▶ _EXTRAIT DU TEXTE_
____________________

Depuis plusieurs années, nous voyons la majorité et le Gouvernement exprimer la volonté commune d’en finir avec l’ISF. Mais ils ne peuvent pas le faire pour des raisons électorales évidentes. Et puis, cela ravive de mauvais souvenirs !
Moi, je voudrais, une fois encore, défendre cet impôt, que vous proposez d’alléger très sensiblement.
M. Collin l’a rappelé, il est payé par moins de 2 % de la population. J’ajouterai que son rendement représente à peine 8 % de la fiscalité du patrimoine et 0, 4 % des recettes de l’État. Néanmoins, vous vous focalisez sur cet impôt ; c’est bien la preuve que vous mettez en œuvre une certaine idéologie. Nous sommes prêts à admettre que nous en soutenons une, qui se situe à l’opposé, mais reconnaissez au moins que, vous aussi, vous agissez par idéologie !

____________________

▶ _CONSIGNE_
Réécrivez tout ce qui va de « Depuis plusieurs années, nous » jusqu’à « par idéologie ! » dans l’extrait sur l’ISF, en remplaçant « cet impôt » par « l’ISF ».

▶ _LIGNES DE DONNÉES_
____________________

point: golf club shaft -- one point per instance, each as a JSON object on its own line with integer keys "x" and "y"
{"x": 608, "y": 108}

____________________

▶ _RÉPONSE ATTENDUE_
Depuis plusieurs années, nous voyons la majorité et le Gouvernement exprimer la volonté commune d’en finir avec l’ISF. Mais ils ne peuvent pas le faire pour des raisons électorales évidentes. Et puis, cela ravive de mauvais souvenirs !
Moi, je voudrais, une fois encore, défendre l’ISF, que vous proposez d’alléger très sensiblement.
M. Collin l’a rappelé, il est payé par moins de 2 % de la population. J’ajouterai que son rendement représente à peine 8 % de la fiscalité du patrimoine et 0, 4 % des recettes de l’État. Néanmoins, vous vous focalisez sur l’ISF ; c’est bien la preuve que vous mettez en œuvre une certaine idéologie. Nous sommes prêts à admettre que nous en soutenons une, qui se situe à l’opposé, mais reconnaissez au moins que, vous aussi, vous agissez par idéologie !